— START Text block —
A Schrödinger Eigenfunction Method for Long-Horizon Stochastic Optimal Control¶

Conference: ICLR2026
OpenReview: https://openreview.net/forum?id=lcEw5NcSij
Code: TBD
Area: Optimization / Stochastic Optimal Control / Spectral Methods
Keywords: Stochastic Optimal Control, HJB Equation, Schrödinger Operator, Eigenfunction Learning, Long-Horizon Planning

TL;DR¶

For a class of stochastic optimal control (SOC) problems where the "uncontrolled drift is the gradient of a potential function," this paper proves that the linearized HJB operator is unitarily equivalent to a Schrödinger operator with a purely discrete spectrum. Consequently, long-horizon optimal control can be directly determined by the principal eigenfunction of this operator (with correction terms decaying exponentially over the time horizon). Based on this, closed-form solutions for symmetric LQR are provided, and a relative eigenfunction loss is proposed to eliminate "implicit reweighting" bias, reducing the memory/time complexity of long-horizon SOC from $O(Td)$ to $O(d)$ while improving control accuracy by approximately one order of magnitude.

Background & Motivation¶

Background: Stochastic optimal control investigates how to drive a system characterized by stochastic differential equations (SDEs) to minimize the expected total cost, with applications in rare event sampling in molecular dynamics, robotics, and finance. Under the "affine control" setting (where control enters the state linearly), the optimal control is exactly equal to the gradient of the value function, allowing for significant simplification of the corresponding Hamilton-Jacobi-Bellman (HJB) equation. Since high-dimensional problems cannot be solved with grid-based PDE solvers due to the curse of dimensionality, neural networks are commonly used to solve the HJB, primarily via two routes: Forward-Backward SDE (FBSDE) methods and Iterative Diffusion Optimization (IDO, which relies on simulating controlled trajectories + automatic differentiation to update parameters).
— END Text block —
— START Records for processing —
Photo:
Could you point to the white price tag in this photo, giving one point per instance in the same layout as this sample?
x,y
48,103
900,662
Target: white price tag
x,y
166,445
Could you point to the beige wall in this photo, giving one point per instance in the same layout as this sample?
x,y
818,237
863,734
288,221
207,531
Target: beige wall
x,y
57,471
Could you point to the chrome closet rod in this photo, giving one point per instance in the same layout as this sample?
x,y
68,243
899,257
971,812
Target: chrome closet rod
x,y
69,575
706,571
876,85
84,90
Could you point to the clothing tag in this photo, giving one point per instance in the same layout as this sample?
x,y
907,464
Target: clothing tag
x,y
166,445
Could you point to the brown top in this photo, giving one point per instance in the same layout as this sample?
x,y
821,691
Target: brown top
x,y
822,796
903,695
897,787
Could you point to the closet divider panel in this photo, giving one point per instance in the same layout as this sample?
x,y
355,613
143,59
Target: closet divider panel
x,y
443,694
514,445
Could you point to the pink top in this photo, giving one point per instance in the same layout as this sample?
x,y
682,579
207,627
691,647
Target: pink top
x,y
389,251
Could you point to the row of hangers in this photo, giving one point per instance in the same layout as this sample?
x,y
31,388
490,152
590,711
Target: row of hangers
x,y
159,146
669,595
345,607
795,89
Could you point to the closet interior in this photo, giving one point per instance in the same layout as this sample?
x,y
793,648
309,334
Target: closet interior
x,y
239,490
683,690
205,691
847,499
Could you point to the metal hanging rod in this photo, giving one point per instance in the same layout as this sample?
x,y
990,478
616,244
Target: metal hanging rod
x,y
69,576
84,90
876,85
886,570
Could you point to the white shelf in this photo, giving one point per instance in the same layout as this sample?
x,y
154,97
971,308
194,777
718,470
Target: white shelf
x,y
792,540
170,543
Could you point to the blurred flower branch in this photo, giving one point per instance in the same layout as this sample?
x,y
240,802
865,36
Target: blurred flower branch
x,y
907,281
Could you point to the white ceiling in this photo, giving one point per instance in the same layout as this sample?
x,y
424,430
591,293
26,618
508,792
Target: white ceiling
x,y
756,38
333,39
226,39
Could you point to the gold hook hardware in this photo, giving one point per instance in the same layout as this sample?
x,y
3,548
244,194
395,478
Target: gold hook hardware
— END Records for processing —
Directive 1 =>
Using the paper summary, answer:
(a) Which conference does the paper summary list?
(b) About how much does the proposed approach improve control accuracy?
(c) What are the two main routes for solving the HJB equation with neural networks?
Directive 2 => Copy the lines of the records that start with the line containing "Could you point to the gold" and run through the end of the records, both ends included, with no changes.

Right answer 1 =>
(a) ICLR2026
(b) By approximately one order of magnitude
(c) Forward-Backward SDE (FBSDE) methods and Iterative Diffusion Optimization (IDO)

Right answer 2 =>
Could you point to the gold hook hardware in this photo, giving one point per instance in the same layout as this sample?
x,y
3,548
244,194
395,478
Target: gold hook hardware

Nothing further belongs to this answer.